__AIM__
Copy each of the lines below without changing anything, across all of the material.

__Data items__
Begin

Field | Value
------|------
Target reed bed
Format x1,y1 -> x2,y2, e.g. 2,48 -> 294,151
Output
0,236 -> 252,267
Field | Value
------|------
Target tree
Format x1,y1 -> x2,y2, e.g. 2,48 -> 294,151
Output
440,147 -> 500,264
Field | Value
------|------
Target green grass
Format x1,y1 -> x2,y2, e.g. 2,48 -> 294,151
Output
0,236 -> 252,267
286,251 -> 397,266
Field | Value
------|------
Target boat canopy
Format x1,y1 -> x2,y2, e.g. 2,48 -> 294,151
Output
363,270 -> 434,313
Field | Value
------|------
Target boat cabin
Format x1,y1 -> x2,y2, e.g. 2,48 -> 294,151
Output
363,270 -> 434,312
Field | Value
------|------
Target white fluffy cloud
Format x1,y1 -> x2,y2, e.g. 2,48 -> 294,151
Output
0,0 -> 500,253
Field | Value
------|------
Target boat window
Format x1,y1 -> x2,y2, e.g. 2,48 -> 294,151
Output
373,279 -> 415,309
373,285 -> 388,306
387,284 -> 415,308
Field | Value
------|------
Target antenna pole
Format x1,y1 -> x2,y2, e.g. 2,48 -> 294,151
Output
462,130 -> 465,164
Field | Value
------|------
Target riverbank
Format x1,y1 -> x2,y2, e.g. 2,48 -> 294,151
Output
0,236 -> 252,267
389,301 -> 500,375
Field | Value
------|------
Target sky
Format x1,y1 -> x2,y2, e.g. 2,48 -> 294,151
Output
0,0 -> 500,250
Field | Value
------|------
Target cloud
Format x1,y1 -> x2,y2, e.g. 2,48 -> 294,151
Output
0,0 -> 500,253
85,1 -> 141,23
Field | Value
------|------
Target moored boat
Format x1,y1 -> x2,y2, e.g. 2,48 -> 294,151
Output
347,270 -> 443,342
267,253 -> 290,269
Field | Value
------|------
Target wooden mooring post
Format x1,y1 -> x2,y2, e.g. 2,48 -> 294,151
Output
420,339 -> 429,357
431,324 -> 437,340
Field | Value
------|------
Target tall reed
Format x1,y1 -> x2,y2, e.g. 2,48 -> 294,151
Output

End

__WORKED ANSWER__
Field | Value
------|------
Target reed bed
Format x1,y1 -> x2,y2, e.g. 2,48 -> 294,151
Output
0,236 -> 252,267
Field | Value
------|------
Target tree
Format x1,y1 -> x2,y2, e.g. 2,48 -> 294,151
Output
440,147 -> 500,264
Field | Value
------|------
Target green grass
Format x1,y1 -> x2,y2, e.g. 2,48 -> 294,151
Output
0,236 -> 252,267
286,251 -> 397,266
Field | Value
------|------
Target boat canopy
Format x1,y1 -> x2,y2, e.g. 2,48 -> 294,151
Output
363,270 -> 434,313
Field | Value
------|------
Target boat cabin
Format x1,y1 -> x2,y2, e.g. 2,48 -> 294,151
Output
363,270 -> 434,312
Field | Value
------|------
Target white fluffy cloud
Format x1,y1 -> x2,y2, e.g. 2,48 -> 294,151
Output
0,0 -> 500,253
Field | Value
------|------
Target boat window
Format x1,y1 -> x2,y2, e.g. 2,48 -> 294,151
Output
373,279 -> 415,309
373,285 -> 388,306
387,284 -> 415,308
Field | Value
------|------
Target antenna pole
Format x1,y1 -> x2,y2, e.g. 2,48 -> 294,151
Output
462,130 -> 465,164
Field | Value
------|------
Target riverbank
Format x1,y1 -> x2,y2, e.g. 2,48 -> 294,151
Output
0,236 -> 252,267
389,301 -> 500,375
Field | Value
------|------
Target sky
Format x1,y1 -> x2,y2, e.g. 2,48 -> 294,151
Output
0,0 -> 500,250
Field | Value
------|------
Target cloud
Format x1,y1 -> x2,y2, e.g. 2,48 -> 294,151
Output
0,0 -> 500,253
85,1 -> 141,23
Field | Value
------|------
Target moored boat
Format x1,y1 -> x2,y2, e.g. 2,48 -> 294,151
Output
347,270 -> 443,342
267,253 -> 290,269
Field | Value
------|------
Target wooden mooring post
Format x1,y1 -> x2,y2, e.g. 2,48 -> 294,151
Output
420,339 -> 429,357
431,324 -> 437,340
Field | Value
------|------
Target tall reed
Format x1,y1 -> x2,y2, e.g. 2,48 -> 294,151
Output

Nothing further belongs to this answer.